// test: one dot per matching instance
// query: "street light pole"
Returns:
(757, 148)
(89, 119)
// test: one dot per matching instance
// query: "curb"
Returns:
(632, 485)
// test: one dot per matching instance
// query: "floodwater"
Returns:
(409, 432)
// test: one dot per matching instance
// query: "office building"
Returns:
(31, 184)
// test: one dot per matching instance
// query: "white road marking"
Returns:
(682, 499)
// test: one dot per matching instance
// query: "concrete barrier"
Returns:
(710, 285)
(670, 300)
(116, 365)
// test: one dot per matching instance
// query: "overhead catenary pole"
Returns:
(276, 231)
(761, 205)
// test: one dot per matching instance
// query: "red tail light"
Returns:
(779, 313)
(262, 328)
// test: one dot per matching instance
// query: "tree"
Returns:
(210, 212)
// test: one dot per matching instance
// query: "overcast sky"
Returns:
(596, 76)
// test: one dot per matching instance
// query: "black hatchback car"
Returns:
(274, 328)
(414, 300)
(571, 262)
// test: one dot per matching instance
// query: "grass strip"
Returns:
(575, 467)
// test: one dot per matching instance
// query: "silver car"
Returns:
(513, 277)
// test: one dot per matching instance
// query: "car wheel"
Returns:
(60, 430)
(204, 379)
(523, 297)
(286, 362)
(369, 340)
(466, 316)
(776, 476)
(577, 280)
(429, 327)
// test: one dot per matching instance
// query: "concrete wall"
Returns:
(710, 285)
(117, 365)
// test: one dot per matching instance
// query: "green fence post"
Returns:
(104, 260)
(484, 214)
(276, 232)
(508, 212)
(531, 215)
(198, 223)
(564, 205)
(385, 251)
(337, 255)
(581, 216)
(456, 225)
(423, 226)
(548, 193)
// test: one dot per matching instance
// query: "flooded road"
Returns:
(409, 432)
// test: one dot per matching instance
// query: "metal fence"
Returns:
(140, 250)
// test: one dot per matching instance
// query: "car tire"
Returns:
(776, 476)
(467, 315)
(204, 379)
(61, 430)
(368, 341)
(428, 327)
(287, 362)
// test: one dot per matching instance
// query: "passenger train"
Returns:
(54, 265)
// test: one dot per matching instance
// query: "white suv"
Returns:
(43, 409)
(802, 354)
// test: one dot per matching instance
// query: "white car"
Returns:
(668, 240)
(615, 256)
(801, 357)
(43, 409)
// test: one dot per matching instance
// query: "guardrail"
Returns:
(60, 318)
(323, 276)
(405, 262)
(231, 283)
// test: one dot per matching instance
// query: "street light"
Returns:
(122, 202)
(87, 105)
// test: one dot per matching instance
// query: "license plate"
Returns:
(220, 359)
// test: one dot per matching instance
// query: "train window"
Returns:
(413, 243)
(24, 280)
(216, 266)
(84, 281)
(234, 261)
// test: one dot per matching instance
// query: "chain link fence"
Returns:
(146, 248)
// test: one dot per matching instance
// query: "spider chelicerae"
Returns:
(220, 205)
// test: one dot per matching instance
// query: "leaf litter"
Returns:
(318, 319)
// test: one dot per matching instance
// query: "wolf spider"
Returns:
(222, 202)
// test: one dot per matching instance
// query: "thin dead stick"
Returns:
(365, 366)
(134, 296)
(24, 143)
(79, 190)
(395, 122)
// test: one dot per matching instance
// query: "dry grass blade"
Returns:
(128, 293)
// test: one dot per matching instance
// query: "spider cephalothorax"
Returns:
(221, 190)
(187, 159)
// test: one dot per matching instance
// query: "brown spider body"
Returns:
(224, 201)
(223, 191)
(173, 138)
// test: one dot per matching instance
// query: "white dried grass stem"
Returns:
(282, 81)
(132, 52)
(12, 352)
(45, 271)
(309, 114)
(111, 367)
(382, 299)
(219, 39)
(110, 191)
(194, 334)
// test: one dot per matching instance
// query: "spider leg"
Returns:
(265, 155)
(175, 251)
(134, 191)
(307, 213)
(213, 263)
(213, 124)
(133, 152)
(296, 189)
----------
### WORK INSTRUCTIONS
With every line intact, print the records above again.

### EXERCISE ANSWER
// test: one dot per matching instance
// query: "street light pole"
Returns:
(757, 148)
(89, 119)
// test: one dot per matching instance
// query: "curb"
Returns:
(632, 485)
// test: one dot per matching instance
// query: "floodwater"
Returns:
(409, 432)
// test: one dot per matching instance
// query: "office building"
Returns:
(31, 184)
// test: one dot per matching instance
// query: "white road marking"
Returns:
(682, 499)
// test: one dot per matching instance
// query: "concrete barrier"
Returns:
(710, 285)
(670, 300)
(116, 365)
// test: one dot per matching instance
// query: "overhead catenary pole"
Returns:
(276, 231)
(761, 205)
// test: one dot per matching instance
// query: "red tail light"
Returns:
(779, 313)
(262, 328)
// test: one dot per matching instance
// query: "tree"
Returns:
(210, 212)
// test: one dot per matching instance
// query: "overcast sky"
Returns:
(596, 76)
// test: one dot per matching instance
// query: "black hatchback car"
Returns:
(274, 328)
(414, 300)
(571, 262)
// test: one dot per matching instance
// query: "grass strip"
Returns:
(575, 467)
// test: one dot per matching instance
// query: "silver car"
Returns:
(513, 277)
// test: one dot per matching instance
// query: "car wheel"
Returns:
(60, 430)
(204, 379)
(523, 297)
(286, 362)
(369, 340)
(466, 316)
(776, 476)
(577, 280)
(429, 327)
// test: one dot per matching instance
// query: "concrete wall"
Returns:
(710, 285)
(117, 365)
// test: one dot per matching instance
// query: "green fence post"
Returns:
(104, 260)
(484, 214)
(276, 232)
(508, 212)
(531, 215)
(198, 223)
(564, 205)
(385, 251)
(337, 255)
(581, 216)
(456, 225)
(423, 226)
(548, 193)
// test: one dot per matching instance
// query: "flooded road"
Returns:
(409, 432)
// test: one dot per matching instance
// query: "metal fence"
Returns:
(140, 250)
// test: one dot per matching instance
// query: "car tire"
Returns:
(776, 476)
(467, 315)
(204, 379)
(61, 430)
(368, 341)
(428, 327)
(287, 362)
// test: one dot per matching instance
// query: "passenger train"
Returns:
(54, 265)
// test: one dot per matching instance
// query: "white suv"
Returns:
(43, 409)
(802, 354)
// test: one dot per matching instance
// query: "white car"
Returns:
(668, 240)
(615, 256)
(801, 357)
(43, 409)
// test: one dot per matching instance
// query: "guardrail"
Returns:
(60, 318)
(323, 276)
(405, 262)
(231, 283)
// test: one dot per matching instance
// query: "street light"
Returns:
(122, 202)
(87, 105)
// test: one dot per matching instance
// query: "license plate"
Returns:
(220, 359)
// test: one dot per matching instance
// query: "train window"
Returns:
(413, 243)
(24, 280)
(216, 266)
(84, 281)
(234, 261)
// test: one dot per matching instance
// query: "chain link fence"
Returns:
(146, 248)
// test: one dot per matching instance
// query: "spider chelicerae"
Returns:
(220, 205)
// test: one dot per matching instance
// query: "leaf litter"
Returns:
(318, 319)
// test: one dot per matching instance
// query: "wolf spider"
Returns:
(222, 202)
// test: one dot per matching instance
// query: "thin dead stick"
Returns:
(365, 366)
(134, 296)
(24, 143)
(79, 190)
(395, 122)
// test: one dot per matching instance
// query: "dry grass blade"
Returns:
(128, 293)
// test: one dot per matching instance
// query: "spider cephalothorax"
Returns:
(221, 190)
(187, 159)
// test: one dot per matching instance
// query: "brown spider body"
Returns:
(224, 201)
(223, 191)
(173, 138)
// test: one dot per matching instance
// query: "white dried grass stem"
Returns:
(282, 81)
(132, 52)
(12, 352)
(45, 271)
(309, 114)
(111, 367)
(382, 299)
(219, 39)
(110, 191)
(194, 334)
// test: one dot per matching instance
// query: "spider leg"
Returns:
(265, 155)
(175, 251)
(134, 191)
(307, 213)
(213, 263)
(213, 124)
(133, 152)
(296, 189)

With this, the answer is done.